>> start Excerpted passage
Keys next to hand signing rental agreement

Renter’s Insurance Could Save You from Potential Disaster

Imagine the horror of coming home to find your belongings destroyed or stolen. Then you find out your landlord’s insurance won’t cover your losses. Most people know the legal requirements relating to car, health, and homeowner’s insurance but often do not consider optional coverage, such as renter’s insurance.

Did you know 95% of homeowners insure their dwellings, but only 41% of renters carry similar coverage? Renters may assume their landlords’ insurance covers their belongings, might not know renter’s coverage is available, or think the odds of something happening to them are low.

Renter’s insurance works a lot like homeowner’s insurance except it’s typically less expensive to purchase. While carrying rental insurance is not required by law, many property owners, landlords, and property management companies require renters to purchase liability coverage.

“It’ll never happen to me.”
>> end Excerpted passage
>> start Entries
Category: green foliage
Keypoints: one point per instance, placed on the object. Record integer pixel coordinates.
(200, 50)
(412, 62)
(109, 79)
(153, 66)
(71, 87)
>> end Entries
Task to complete>
Reproduce the renter's insurance article above word for word, from its first line to its last.

Worked answer>
Keys next to hand signing rental agreement

Renter’s Insurance Could Save You from Potential Disaster

Imagine the horror of coming home to find your belongings destroyed or stolen. Then you find out your landlord’s insurance won’t cover your losses. Most people know the legal requirements relating to car, health, and homeowner’s insurance but often do not consider optional coverage, such as renter’s insurance.

Did you know 95% of homeowners insure their dwellings, but only 41% of renters carry similar coverage? Renters may assume their landlords’ insurance covers their belongings, might not know renter’s coverage is available, or think the odds of something happening to them are low.

Renter’s insurance works a lot like homeowner’s insurance except it’s typically less expensive to purchase. While carrying rental insurance is not required by law, many property owners, landlords, and property management companies require renters to purchase liability coverage.

“It’ll never happen to me.”